• _Direction_
Return the lines beginning at the one that contains "Can you see the shower" and continuing to the end of the entries, including both ends, exactly as written and nothing else.

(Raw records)
* START *
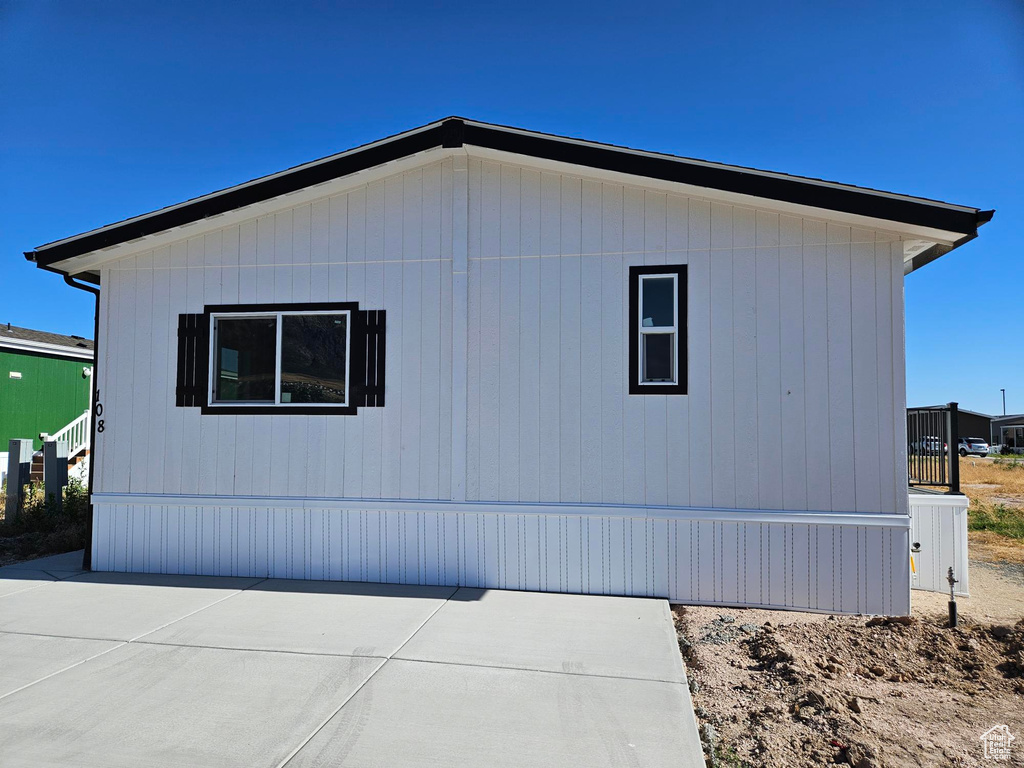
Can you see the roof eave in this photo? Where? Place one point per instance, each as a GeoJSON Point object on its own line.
{"type": "Point", "coordinates": [958, 221]}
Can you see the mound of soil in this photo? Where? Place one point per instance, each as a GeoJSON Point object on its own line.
{"type": "Point", "coordinates": [780, 689]}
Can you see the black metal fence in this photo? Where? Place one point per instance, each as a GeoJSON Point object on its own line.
{"type": "Point", "coordinates": [932, 435]}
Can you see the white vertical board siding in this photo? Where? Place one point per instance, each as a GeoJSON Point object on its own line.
{"type": "Point", "coordinates": [795, 347]}
{"type": "Point", "coordinates": [724, 561]}
{"type": "Point", "coordinates": [507, 298]}
{"type": "Point", "coordinates": [938, 524]}
{"type": "Point", "coordinates": [381, 246]}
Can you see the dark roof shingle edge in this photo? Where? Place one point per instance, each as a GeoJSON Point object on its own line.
{"type": "Point", "coordinates": [44, 337]}
{"type": "Point", "coordinates": [454, 132]}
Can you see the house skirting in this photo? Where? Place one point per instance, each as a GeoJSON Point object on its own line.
{"type": "Point", "coordinates": [833, 562]}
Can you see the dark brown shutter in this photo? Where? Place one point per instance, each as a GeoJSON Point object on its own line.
{"type": "Point", "coordinates": [194, 356]}
{"type": "Point", "coordinates": [369, 347]}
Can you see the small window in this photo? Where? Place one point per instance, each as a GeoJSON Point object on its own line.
{"type": "Point", "coordinates": [281, 358]}
{"type": "Point", "coordinates": [657, 330]}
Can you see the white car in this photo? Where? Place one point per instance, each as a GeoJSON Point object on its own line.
{"type": "Point", "coordinates": [975, 445]}
{"type": "Point", "coordinates": [929, 445]}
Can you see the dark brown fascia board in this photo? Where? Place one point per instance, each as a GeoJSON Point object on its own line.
{"type": "Point", "coordinates": [456, 132]}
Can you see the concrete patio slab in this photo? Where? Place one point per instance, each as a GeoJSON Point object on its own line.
{"type": "Point", "coordinates": [165, 706]}
{"type": "Point", "coordinates": [27, 658]}
{"type": "Point", "coordinates": [334, 617]}
{"type": "Point", "coordinates": [67, 561]}
{"type": "Point", "coordinates": [113, 606]}
{"type": "Point", "coordinates": [421, 714]}
{"type": "Point", "coordinates": [583, 634]}
{"type": "Point", "coordinates": [110, 670]}
{"type": "Point", "coordinates": [22, 580]}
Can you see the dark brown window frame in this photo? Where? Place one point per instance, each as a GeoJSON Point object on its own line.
{"type": "Point", "coordinates": [636, 386]}
{"type": "Point", "coordinates": [366, 365]}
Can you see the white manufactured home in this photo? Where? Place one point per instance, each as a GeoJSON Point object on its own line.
{"type": "Point", "coordinates": [471, 354]}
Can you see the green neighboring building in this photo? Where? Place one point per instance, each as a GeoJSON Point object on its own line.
{"type": "Point", "coordinates": [43, 382]}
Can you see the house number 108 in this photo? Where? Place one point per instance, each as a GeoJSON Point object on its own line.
{"type": "Point", "coordinates": [98, 411]}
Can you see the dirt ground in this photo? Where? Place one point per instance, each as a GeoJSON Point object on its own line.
{"type": "Point", "coordinates": [779, 688]}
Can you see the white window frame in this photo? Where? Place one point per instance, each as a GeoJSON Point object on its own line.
{"type": "Point", "coordinates": [673, 329]}
{"type": "Point", "coordinates": [279, 317]}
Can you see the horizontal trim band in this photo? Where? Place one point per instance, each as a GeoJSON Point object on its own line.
{"type": "Point", "coordinates": [516, 508]}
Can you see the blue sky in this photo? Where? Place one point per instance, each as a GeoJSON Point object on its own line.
{"type": "Point", "coordinates": [113, 109]}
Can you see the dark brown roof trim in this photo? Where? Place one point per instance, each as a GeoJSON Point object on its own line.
{"type": "Point", "coordinates": [454, 132]}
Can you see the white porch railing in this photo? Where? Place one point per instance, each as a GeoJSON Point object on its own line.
{"type": "Point", "coordinates": [76, 434]}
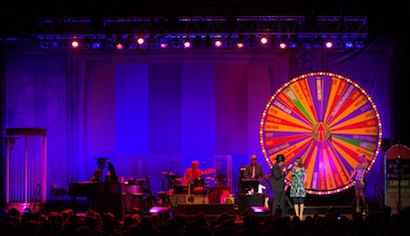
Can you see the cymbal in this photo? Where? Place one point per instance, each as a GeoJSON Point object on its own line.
{"type": "Point", "coordinates": [167, 173]}
{"type": "Point", "coordinates": [208, 171]}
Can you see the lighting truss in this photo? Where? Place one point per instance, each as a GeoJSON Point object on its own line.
{"type": "Point", "coordinates": [173, 32]}
{"type": "Point", "coordinates": [196, 25]}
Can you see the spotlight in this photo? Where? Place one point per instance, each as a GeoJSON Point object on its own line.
{"type": "Point", "coordinates": [292, 45]}
{"type": "Point", "coordinates": [132, 46]}
{"type": "Point", "coordinates": [264, 40]}
{"type": "Point", "coordinates": [154, 45]}
{"type": "Point", "coordinates": [65, 44]}
{"type": "Point", "coordinates": [339, 44]}
{"type": "Point", "coordinates": [96, 45]}
{"type": "Point", "coordinates": [283, 45]}
{"type": "Point", "coordinates": [187, 44]}
{"type": "Point", "coordinates": [53, 44]}
{"type": "Point", "coordinates": [218, 43]}
{"type": "Point", "coordinates": [307, 45]}
{"type": "Point", "coordinates": [44, 45]}
{"type": "Point", "coordinates": [75, 44]}
{"type": "Point", "coordinates": [109, 45]}
{"type": "Point", "coordinates": [163, 43]}
{"type": "Point", "coordinates": [176, 44]}
{"type": "Point", "coordinates": [85, 46]}
{"type": "Point", "coordinates": [359, 44]}
{"type": "Point", "coordinates": [140, 41]}
{"type": "Point", "coordinates": [240, 44]}
{"type": "Point", "coordinates": [228, 43]}
{"type": "Point", "coordinates": [119, 46]}
{"type": "Point", "coordinates": [349, 44]}
{"type": "Point", "coordinates": [329, 44]}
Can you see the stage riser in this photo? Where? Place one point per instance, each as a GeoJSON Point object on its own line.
{"type": "Point", "coordinates": [210, 209]}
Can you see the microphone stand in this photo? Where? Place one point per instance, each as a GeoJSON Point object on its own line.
{"type": "Point", "coordinates": [166, 188]}
{"type": "Point", "coordinates": [398, 161]}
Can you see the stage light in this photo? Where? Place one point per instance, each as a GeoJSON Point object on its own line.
{"type": "Point", "coordinates": [85, 46]}
{"type": "Point", "coordinates": [154, 45]}
{"type": "Point", "coordinates": [228, 43]}
{"type": "Point", "coordinates": [264, 40]}
{"type": "Point", "coordinates": [140, 41]}
{"type": "Point", "coordinates": [292, 45]}
{"type": "Point", "coordinates": [44, 45]}
{"type": "Point", "coordinates": [75, 44]}
{"type": "Point", "coordinates": [307, 45]}
{"type": "Point", "coordinates": [96, 45]}
{"type": "Point", "coordinates": [119, 46]}
{"type": "Point", "coordinates": [132, 46]}
{"type": "Point", "coordinates": [187, 44]}
{"type": "Point", "coordinates": [283, 45]}
{"type": "Point", "coordinates": [349, 44]}
{"type": "Point", "coordinates": [218, 43]}
{"type": "Point", "coordinates": [176, 44]}
{"type": "Point", "coordinates": [65, 44]}
{"type": "Point", "coordinates": [359, 44]}
{"type": "Point", "coordinates": [329, 44]}
{"type": "Point", "coordinates": [339, 44]}
{"type": "Point", "coordinates": [53, 44]}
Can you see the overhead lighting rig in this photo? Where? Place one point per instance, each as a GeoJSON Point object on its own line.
{"type": "Point", "coordinates": [131, 33]}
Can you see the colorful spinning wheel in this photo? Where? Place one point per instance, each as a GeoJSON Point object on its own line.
{"type": "Point", "coordinates": [327, 120]}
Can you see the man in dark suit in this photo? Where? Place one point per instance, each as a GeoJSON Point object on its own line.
{"type": "Point", "coordinates": [278, 186]}
{"type": "Point", "coordinates": [253, 171]}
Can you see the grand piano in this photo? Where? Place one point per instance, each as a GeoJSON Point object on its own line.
{"type": "Point", "coordinates": [104, 196]}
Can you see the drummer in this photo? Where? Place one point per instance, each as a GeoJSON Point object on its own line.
{"type": "Point", "coordinates": [192, 173]}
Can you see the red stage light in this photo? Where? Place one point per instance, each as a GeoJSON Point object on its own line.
{"type": "Point", "coordinates": [75, 44]}
{"type": "Point", "coordinates": [329, 44]}
{"type": "Point", "coordinates": [119, 46]}
{"type": "Point", "coordinates": [140, 41]}
{"type": "Point", "coordinates": [187, 44]}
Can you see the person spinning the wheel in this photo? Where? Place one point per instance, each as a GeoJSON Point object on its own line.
{"type": "Point", "coordinates": [253, 171]}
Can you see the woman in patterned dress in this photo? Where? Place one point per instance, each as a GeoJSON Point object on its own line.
{"type": "Point", "coordinates": [297, 189]}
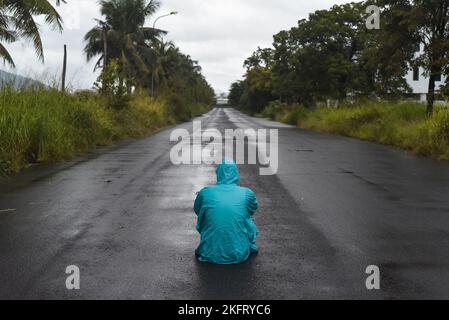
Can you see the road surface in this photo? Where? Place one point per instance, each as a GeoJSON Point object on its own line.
{"type": "Point", "coordinates": [124, 216]}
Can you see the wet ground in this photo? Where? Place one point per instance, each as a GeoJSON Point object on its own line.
{"type": "Point", "coordinates": [124, 216]}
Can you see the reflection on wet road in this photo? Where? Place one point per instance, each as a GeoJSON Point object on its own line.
{"type": "Point", "coordinates": [124, 216]}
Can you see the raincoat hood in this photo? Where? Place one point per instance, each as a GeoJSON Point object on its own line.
{"type": "Point", "coordinates": [227, 173]}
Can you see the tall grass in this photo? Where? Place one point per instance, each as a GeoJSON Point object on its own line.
{"type": "Point", "coordinates": [403, 124]}
{"type": "Point", "coordinates": [45, 125]}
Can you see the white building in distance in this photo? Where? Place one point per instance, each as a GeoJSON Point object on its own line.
{"type": "Point", "coordinates": [420, 82]}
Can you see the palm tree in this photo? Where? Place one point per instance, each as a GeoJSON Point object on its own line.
{"type": "Point", "coordinates": [122, 36]}
{"type": "Point", "coordinates": [17, 21]}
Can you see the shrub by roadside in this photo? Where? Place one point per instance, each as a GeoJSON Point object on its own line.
{"type": "Point", "coordinates": [401, 124]}
{"type": "Point", "coordinates": [46, 125]}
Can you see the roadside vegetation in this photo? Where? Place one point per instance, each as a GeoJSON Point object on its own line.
{"type": "Point", "coordinates": [145, 84]}
{"type": "Point", "coordinates": [401, 124]}
{"type": "Point", "coordinates": [332, 74]}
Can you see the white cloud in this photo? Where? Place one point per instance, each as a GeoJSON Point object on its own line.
{"type": "Point", "coordinates": [219, 34]}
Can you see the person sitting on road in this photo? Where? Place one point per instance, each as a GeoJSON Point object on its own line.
{"type": "Point", "coordinates": [225, 219]}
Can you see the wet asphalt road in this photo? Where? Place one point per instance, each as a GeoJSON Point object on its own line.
{"type": "Point", "coordinates": [124, 216]}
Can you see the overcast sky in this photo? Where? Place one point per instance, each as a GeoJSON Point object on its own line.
{"type": "Point", "coordinates": [220, 34]}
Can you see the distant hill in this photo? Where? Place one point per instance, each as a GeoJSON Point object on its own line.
{"type": "Point", "coordinates": [17, 81]}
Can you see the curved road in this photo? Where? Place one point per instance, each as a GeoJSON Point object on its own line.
{"type": "Point", "coordinates": [124, 216]}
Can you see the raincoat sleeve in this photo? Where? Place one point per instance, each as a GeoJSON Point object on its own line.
{"type": "Point", "coordinates": [198, 203]}
{"type": "Point", "coordinates": [251, 202]}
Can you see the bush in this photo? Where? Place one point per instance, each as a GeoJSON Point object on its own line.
{"type": "Point", "coordinates": [46, 125]}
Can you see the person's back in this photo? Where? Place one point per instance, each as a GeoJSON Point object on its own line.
{"type": "Point", "coordinates": [228, 232]}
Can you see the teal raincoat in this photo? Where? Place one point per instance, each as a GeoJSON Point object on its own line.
{"type": "Point", "coordinates": [225, 223]}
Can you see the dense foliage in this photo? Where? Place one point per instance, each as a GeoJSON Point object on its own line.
{"type": "Point", "coordinates": [142, 60]}
{"type": "Point", "coordinates": [332, 56]}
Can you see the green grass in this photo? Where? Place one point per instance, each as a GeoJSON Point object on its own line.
{"type": "Point", "coordinates": [45, 125]}
{"type": "Point", "coordinates": [402, 124]}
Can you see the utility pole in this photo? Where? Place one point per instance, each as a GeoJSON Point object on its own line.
{"type": "Point", "coordinates": [105, 46]}
{"type": "Point", "coordinates": [64, 68]}
{"type": "Point", "coordinates": [154, 62]}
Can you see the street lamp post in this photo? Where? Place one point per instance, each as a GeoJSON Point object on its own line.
{"type": "Point", "coordinates": [154, 64]}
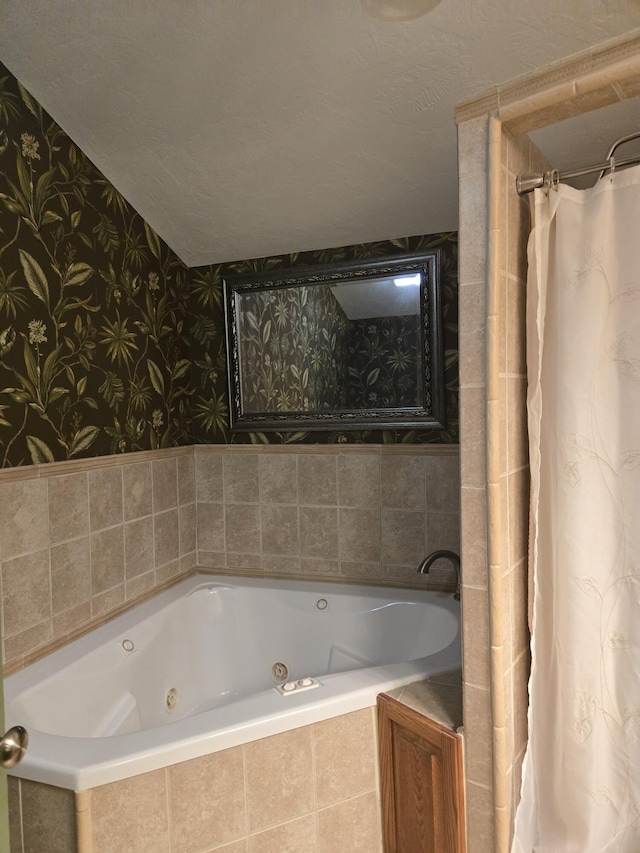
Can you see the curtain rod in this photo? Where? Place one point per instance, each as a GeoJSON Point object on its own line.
{"type": "Point", "coordinates": [527, 183]}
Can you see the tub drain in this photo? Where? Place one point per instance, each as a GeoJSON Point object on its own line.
{"type": "Point", "coordinates": [279, 672]}
{"type": "Point", "coordinates": [171, 700]}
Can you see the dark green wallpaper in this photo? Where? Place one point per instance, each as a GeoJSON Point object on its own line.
{"type": "Point", "coordinates": [210, 411]}
{"type": "Point", "coordinates": [94, 345]}
{"type": "Point", "coordinates": [108, 343]}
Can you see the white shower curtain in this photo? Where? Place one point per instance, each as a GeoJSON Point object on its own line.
{"type": "Point", "coordinates": [581, 775]}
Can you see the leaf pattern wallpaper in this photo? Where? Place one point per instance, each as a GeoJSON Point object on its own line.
{"type": "Point", "coordinates": [108, 342]}
{"type": "Point", "coordinates": [94, 344]}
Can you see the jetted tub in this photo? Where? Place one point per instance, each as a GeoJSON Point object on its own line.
{"type": "Point", "coordinates": [214, 662]}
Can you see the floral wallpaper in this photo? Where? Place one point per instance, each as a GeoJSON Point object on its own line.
{"type": "Point", "coordinates": [108, 343]}
{"type": "Point", "coordinates": [94, 342]}
{"type": "Point", "coordinates": [210, 409]}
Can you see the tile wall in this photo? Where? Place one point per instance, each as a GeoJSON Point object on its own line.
{"type": "Point", "coordinates": [81, 540]}
{"type": "Point", "coordinates": [312, 790]}
{"type": "Point", "coordinates": [353, 513]}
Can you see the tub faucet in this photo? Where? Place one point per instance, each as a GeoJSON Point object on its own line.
{"type": "Point", "coordinates": [428, 561]}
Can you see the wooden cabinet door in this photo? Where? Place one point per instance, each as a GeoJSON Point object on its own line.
{"type": "Point", "coordinates": [421, 782]}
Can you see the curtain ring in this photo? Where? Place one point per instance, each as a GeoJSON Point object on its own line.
{"type": "Point", "coordinates": [551, 179]}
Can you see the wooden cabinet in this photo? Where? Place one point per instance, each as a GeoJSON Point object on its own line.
{"type": "Point", "coordinates": [421, 777]}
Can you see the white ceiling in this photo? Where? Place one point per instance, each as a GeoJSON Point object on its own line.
{"type": "Point", "coordinates": [245, 128]}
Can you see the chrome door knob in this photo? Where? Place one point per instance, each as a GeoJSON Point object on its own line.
{"type": "Point", "coordinates": [13, 747]}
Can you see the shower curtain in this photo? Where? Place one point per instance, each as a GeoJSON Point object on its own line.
{"type": "Point", "coordinates": [581, 773]}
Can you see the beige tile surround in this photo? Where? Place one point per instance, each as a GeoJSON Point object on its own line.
{"type": "Point", "coordinates": [310, 790]}
{"type": "Point", "coordinates": [493, 232]}
{"type": "Point", "coordinates": [367, 514]}
{"type": "Point", "coordinates": [80, 541]}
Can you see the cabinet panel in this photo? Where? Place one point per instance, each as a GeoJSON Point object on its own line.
{"type": "Point", "coordinates": [421, 782]}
* END *
• _Result of the task_
Can you see the shower curtain in this photo? Where? Place one point per instance, each as a GeoJSON Point object on its own line.
{"type": "Point", "coordinates": [581, 773]}
Can you see the beige tile surround in this photo? Where? Place one point per instance, each as a GeoJSON Point object on its own line.
{"type": "Point", "coordinates": [310, 790]}
{"type": "Point", "coordinates": [493, 232]}
{"type": "Point", "coordinates": [367, 514]}
{"type": "Point", "coordinates": [80, 541]}
Can you see the cabinet panel in this photo? Where? Place one point per instance, each as a GeoJSON Point object on its own line.
{"type": "Point", "coordinates": [421, 782]}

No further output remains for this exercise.